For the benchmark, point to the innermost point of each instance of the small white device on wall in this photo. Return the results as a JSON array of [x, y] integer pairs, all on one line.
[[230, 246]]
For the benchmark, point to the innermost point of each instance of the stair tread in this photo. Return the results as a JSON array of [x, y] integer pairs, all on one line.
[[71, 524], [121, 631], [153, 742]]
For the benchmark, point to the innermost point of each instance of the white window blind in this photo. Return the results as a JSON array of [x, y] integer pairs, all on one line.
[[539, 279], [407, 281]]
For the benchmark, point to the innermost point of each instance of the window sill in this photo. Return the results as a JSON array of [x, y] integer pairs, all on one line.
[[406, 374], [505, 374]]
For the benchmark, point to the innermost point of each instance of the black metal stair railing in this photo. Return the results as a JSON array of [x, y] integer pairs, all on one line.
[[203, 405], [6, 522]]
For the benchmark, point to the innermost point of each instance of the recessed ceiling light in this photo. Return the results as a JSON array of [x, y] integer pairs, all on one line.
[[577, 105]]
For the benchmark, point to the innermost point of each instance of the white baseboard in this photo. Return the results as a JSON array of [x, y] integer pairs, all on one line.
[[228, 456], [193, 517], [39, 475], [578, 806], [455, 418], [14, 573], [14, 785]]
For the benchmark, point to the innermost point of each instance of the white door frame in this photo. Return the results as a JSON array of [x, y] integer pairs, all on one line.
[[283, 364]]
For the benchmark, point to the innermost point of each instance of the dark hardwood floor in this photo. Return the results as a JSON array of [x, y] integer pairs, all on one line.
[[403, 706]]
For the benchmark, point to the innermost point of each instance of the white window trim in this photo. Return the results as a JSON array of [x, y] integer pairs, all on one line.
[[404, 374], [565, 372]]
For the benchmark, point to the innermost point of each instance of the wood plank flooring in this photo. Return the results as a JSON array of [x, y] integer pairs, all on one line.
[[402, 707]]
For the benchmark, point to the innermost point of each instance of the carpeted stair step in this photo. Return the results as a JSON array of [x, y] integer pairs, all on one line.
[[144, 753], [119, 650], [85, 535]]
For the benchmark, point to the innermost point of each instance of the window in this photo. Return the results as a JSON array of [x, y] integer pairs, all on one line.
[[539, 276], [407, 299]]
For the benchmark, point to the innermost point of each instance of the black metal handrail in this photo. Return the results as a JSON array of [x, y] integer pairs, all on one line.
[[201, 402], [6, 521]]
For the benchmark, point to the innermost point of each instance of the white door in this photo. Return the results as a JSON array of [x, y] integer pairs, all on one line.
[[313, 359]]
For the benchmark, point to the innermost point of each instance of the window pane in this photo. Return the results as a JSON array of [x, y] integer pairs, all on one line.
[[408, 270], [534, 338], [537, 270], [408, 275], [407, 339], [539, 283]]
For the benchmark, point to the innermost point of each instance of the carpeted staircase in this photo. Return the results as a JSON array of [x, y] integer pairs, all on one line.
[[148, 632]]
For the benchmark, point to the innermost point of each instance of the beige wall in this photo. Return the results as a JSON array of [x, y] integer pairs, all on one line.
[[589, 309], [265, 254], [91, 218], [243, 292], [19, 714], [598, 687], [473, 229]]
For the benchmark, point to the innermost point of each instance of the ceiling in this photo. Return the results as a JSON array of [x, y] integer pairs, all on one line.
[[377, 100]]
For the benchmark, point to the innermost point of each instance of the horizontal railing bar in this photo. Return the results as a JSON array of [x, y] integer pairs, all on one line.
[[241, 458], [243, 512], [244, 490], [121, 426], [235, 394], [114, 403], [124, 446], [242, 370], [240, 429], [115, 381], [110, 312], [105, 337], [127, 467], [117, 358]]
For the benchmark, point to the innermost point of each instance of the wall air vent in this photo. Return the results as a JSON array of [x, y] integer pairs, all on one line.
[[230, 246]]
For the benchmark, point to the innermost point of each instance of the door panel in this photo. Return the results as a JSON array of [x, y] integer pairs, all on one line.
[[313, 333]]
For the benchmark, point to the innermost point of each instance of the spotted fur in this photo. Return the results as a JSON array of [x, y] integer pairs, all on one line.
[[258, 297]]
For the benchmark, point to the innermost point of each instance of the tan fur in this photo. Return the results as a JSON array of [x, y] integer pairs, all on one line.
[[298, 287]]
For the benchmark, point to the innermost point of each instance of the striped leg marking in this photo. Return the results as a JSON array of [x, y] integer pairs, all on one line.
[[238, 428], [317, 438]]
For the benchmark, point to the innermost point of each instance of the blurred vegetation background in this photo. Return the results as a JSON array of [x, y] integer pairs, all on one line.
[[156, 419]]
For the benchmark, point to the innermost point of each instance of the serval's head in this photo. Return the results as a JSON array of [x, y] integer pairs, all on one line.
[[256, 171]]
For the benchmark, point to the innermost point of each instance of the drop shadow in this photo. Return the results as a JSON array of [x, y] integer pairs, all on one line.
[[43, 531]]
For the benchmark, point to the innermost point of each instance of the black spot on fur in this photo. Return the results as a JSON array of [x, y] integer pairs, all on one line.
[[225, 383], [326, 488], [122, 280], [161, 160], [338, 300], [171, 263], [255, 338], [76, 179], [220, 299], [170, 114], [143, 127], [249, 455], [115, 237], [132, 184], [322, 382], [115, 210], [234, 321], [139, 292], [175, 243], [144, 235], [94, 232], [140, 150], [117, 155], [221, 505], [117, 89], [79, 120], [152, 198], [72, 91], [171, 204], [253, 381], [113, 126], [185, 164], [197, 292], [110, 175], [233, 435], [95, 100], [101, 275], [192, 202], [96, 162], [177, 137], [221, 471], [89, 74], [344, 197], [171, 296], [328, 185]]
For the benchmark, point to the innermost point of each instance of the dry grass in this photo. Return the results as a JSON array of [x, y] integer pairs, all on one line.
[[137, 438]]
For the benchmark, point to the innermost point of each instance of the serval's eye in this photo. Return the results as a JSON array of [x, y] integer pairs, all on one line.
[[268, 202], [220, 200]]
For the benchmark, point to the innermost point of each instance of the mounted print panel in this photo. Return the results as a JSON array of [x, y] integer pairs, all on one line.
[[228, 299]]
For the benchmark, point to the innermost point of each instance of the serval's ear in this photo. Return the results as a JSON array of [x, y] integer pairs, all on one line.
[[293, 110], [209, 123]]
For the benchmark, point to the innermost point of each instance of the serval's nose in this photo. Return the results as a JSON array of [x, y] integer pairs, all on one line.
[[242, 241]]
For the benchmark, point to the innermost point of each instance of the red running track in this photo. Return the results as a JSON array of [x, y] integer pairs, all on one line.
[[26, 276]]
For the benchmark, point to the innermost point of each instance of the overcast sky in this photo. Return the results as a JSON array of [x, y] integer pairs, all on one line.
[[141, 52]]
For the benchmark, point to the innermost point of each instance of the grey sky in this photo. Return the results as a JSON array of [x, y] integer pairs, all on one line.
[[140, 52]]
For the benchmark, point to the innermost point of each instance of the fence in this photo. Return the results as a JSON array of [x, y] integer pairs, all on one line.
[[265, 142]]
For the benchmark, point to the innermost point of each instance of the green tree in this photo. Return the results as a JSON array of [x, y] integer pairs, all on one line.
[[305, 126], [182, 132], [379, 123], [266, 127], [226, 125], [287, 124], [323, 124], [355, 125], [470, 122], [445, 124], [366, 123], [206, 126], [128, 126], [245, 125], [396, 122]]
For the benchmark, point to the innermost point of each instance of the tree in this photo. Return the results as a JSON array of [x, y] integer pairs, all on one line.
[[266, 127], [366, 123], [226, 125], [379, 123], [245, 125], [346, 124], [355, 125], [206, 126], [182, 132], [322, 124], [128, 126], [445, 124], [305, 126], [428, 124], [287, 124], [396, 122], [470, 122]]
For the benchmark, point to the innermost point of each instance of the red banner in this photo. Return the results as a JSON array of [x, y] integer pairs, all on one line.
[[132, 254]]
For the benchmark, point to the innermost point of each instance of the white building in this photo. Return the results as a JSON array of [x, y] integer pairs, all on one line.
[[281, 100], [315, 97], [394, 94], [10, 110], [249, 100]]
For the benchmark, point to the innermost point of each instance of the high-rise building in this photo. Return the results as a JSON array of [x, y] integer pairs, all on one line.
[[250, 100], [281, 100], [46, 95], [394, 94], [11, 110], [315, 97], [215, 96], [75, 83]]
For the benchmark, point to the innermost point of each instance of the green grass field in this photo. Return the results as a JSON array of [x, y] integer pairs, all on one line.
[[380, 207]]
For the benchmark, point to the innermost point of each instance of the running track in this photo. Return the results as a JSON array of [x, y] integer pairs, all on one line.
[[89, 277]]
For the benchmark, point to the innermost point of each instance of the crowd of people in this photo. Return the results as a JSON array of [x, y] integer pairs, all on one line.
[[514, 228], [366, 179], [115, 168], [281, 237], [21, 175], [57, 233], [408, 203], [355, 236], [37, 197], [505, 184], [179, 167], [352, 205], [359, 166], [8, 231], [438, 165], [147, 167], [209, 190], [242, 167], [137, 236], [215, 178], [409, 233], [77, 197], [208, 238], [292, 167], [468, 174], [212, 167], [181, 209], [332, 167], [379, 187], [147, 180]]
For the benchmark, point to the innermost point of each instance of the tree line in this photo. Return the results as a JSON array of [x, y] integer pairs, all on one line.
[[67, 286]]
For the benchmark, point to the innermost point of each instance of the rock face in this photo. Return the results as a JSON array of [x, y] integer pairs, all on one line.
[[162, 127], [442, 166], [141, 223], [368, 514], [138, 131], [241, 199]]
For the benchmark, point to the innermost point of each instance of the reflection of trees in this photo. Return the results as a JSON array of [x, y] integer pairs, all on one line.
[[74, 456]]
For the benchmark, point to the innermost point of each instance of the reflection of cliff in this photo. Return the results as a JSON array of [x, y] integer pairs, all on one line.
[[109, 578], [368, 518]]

- **Written exercise**
Repeat the items word for word, starting at the first line and ending at the line that contains "[[402, 707]]". Include both of those lines.

- **Task result**
For the benchmark, point to the innermost point of each instance of the small white device on wall in this photo. Return the results as a JSON array of [x, y] integer pairs, all on one line.
[[230, 246]]
For the benchmark, point to the innermost point of each instance of the stair tread in this photo. Return the results as a JSON array of [x, y] integer pairs, all on one line.
[[71, 524], [121, 631], [153, 742]]
For the benchmark, point to the innermost point of each instance of the white window blind in this photo. Return the results as a JSON array of [x, y] integer pairs, all on one line.
[[539, 279], [407, 281]]
For the benchmark, point to the innermost point of each instance of the window sill in this photo. Return the results as a JSON array of [x, y] integer pairs, all on one line.
[[406, 374], [505, 374]]
For the benchmark, point to the innermost point of each instance of the black metal stair railing in this photo. Return the results as a JSON array of [x, y] integer pairs, all on one line.
[[203, 405], [6, 522]]
For the benchmark, point to the innermost point of each instance of the recessed ceiling light in this photo. Return the results as a JSON array of [x, y] integer pairs, all on one line.
[[577, 105]]
For the benchmark, point to the innermost point of each instance of the white baseboard in this photo. Return the results as a JSON array of [x, y] integer pairs, all on one line.
[[228, 456], [193, 517], [39, 475], [578, 806], [455, 418], [14, 573], [14, 785]]
For the benchmark, point to the innermost point of each instance of the white door frame in this photo. Return the results as a JSON array of [x, y] integer pairs, all on one line.
[[283, 364]]
For the benchmark, point to the innermost point of each instance of the dark hardwood floor in this photo. Return the results as a JSON array of [x, y] integer pairs, all on one line.
[[403, 706]]
For the benchmark, point to the innermost point of each instance of the white window trim in this photo. Return the results as a JSON array of [x, y] integer pairs, all on one line.
[[404, 374], [565, 372]]
For the benchmark, point to the innermost point of each instance of the wood plank flooring in this photo. Return the results as a JSON array of [x, y] integer pairs, all on one line.
[[402, 707]]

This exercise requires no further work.